### RECORDS PROVIDED ###
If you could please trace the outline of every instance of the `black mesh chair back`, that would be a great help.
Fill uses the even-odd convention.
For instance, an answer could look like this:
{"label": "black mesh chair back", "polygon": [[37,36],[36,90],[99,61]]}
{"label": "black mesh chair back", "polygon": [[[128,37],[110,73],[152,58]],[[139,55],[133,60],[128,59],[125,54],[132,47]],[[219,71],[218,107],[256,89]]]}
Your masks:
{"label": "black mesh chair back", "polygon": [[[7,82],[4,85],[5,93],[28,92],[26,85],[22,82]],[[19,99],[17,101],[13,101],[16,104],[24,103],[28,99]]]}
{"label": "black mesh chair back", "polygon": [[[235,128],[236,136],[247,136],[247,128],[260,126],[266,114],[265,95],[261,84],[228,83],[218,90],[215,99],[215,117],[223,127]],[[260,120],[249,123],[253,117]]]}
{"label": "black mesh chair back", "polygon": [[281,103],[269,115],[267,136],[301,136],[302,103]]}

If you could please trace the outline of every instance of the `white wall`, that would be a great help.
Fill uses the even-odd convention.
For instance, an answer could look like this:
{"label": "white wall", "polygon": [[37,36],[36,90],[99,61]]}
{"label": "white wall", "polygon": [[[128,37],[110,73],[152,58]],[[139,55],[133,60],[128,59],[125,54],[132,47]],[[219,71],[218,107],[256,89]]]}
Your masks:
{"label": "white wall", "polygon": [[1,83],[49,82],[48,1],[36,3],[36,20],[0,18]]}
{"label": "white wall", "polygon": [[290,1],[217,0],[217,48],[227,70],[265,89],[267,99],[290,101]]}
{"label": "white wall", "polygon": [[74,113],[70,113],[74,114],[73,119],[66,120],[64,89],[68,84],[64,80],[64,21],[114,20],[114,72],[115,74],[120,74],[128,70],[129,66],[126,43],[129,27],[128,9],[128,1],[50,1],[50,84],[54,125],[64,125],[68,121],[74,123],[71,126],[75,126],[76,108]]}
###
## STATED GOAL
Pull out all lines in the entries above that contain the word "every", treating uppercase and lowercase as different.

## CORRECT ANSWER
If you could please trace the outline of every instance of the `black mesh chair back`, that would be a great help.
If you could please trace the outline of every instance of the `white wall`, that would be a great help.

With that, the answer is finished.